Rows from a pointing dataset
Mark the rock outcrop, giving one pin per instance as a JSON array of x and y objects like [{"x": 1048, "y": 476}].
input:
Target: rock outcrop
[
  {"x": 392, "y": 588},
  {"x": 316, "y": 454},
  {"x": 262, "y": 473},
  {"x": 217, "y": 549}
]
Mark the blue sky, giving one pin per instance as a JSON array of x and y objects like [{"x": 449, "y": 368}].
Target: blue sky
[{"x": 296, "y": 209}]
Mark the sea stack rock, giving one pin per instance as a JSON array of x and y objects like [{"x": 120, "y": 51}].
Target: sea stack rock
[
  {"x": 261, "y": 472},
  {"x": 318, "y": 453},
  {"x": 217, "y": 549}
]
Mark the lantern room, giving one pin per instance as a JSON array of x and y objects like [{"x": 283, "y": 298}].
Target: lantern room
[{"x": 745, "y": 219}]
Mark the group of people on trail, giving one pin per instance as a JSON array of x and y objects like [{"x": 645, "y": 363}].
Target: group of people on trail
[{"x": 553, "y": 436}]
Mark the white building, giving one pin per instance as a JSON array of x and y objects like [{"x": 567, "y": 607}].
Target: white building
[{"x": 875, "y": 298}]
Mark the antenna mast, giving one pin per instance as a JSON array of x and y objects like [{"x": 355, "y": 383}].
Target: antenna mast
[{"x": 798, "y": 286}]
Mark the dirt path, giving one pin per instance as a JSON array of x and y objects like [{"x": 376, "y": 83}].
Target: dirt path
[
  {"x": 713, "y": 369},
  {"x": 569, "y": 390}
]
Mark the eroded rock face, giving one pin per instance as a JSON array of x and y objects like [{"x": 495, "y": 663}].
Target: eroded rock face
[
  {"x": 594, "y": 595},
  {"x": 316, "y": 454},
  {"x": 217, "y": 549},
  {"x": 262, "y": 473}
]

* Stated goal:
Nothing but the lines from the one with "Mark the blue" through the last line should be repeated, each exactly as it stands.

* Output for this exercise:
Mark the blue sky, giving one pin per instance as a JSON array of x and y objects like [{"x": 449, "y": 368}].
Target: blue sky
[{"x": 296, "y": 209}]
Mark the sea stack rock, giving one pin per instance as a JSON array of x and y objects like [{"x": 120, "y": 51}].
Target: sea stack rock
[
  {"x": 261, "y": 472},
  {"x": 318, "y": 453},
  {"x": 217, "y": 549}
]
Mark the lantern room, giving one pin per instance as a JSON array of x and y objects like [{"x": 283, "y": 298}].
Target: lantern room
[{"x": 745, "y": 219}]
Mark the group of people on trail, giving one pin per instance as a JSON array of x and y objects like [{"x": 645, "y": 363}].
Target: group of people on trail
[{"x": 553, "y": 436}]
Mark the white building, giving one pin per instance as a JSON array of x and y objects like [{"x": 567, "y": 607}].
Target: white building
[{"x": 875, "y": 298}]
Mark the antenna mast, giving one pin per instance as a JSON array of x and y objects like [{"x": 355, "y": 383}].
Target: antenna mast
[{"x": 798, "y": 286}]
Mark the dirt path, giving one pin per instance as a JSON array of x and y objects like [{"x": 376, "y": 83}].
Target: dirt path
[
  {"x": 713, "y": 369},
  {"x": 569, "y": 390}
]
Mark the eroded rock face, giving one pin per instance as a JSON array of x and y objects like [{"x": 495, "y": 663}].
Target: eroded rock face
[
  {"x": 594, "y": 595},
  {"x": 316, "y": 454},
  {"x": 217, "y": 549},
  {"x": 262, "y": 473}
]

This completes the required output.